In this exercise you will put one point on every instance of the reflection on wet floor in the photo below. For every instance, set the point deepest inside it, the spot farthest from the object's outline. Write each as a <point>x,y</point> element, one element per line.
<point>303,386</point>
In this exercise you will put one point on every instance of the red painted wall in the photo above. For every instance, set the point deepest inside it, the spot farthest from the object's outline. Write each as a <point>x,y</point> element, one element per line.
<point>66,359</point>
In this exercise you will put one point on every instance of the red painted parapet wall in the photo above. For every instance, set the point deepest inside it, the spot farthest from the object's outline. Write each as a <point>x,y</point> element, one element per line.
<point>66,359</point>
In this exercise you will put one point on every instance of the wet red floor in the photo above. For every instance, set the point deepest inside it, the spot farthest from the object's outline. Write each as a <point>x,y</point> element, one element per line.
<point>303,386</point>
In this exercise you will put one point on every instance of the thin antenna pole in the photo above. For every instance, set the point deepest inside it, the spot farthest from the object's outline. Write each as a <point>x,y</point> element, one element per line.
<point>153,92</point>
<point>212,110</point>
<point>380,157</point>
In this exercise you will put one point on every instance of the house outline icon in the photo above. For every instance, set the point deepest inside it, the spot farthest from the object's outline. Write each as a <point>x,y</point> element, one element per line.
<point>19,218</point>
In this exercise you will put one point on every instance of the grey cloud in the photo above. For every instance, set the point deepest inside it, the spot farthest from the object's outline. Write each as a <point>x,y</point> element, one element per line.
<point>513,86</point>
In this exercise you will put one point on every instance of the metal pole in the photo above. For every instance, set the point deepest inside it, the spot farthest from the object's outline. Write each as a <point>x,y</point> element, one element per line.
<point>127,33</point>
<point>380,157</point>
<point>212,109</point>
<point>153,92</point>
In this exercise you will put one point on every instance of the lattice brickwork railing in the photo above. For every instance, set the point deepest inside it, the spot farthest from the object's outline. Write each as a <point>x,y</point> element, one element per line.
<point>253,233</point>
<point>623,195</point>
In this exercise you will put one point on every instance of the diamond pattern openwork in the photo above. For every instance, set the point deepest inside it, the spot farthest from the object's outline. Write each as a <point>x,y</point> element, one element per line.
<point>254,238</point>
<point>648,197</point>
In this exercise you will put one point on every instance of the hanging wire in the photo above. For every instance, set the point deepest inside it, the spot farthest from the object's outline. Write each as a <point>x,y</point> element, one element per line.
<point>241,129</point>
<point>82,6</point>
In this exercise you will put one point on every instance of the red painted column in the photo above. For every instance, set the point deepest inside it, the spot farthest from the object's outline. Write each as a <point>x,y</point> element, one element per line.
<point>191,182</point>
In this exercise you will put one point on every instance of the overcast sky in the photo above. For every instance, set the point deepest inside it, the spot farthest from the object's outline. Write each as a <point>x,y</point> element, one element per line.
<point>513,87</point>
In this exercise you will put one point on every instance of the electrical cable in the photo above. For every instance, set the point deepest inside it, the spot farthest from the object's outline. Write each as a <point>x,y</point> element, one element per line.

- [WORK REQUIRED]:
Copy the records again, starting at the line that contains "of the hanging" and ending with the last line of the records. Offset each coordinate in the answers by adding 113 to it.

- [IN RESPONSE]:
In this exercise you will put one point on every instance of the hanging wire in the photo above. For every instance, set the point deepest inside it, the spot farthest from the object's outline. Write each as a <point>x,y</point> element, one element per line.
<point>354,242</point>
<point>195,119</point>
In this exercise you will put one point on every instance of the red painted column in the photo above. For every instance, set the point deepest inside it, the spot farthest from the object's outline. Write each as a <point>x,y</point> element, one element per line.
<point>304,295</point>
In this exercise you will put one point on every instance of the overcast sky in the photo above. For every instance, set the point deepest inside it, the spot farthest from the object's outline. Write each as a <point>x,y</point> element, one element per line.
<point>626,200</point>
In this exercise you will put one point on every instance of the electrical cable in the photo above. For every instance, set the point deepest inside it, the spot farthest from the object's outline. Write each as a <point>x,y</point> element, one element per line.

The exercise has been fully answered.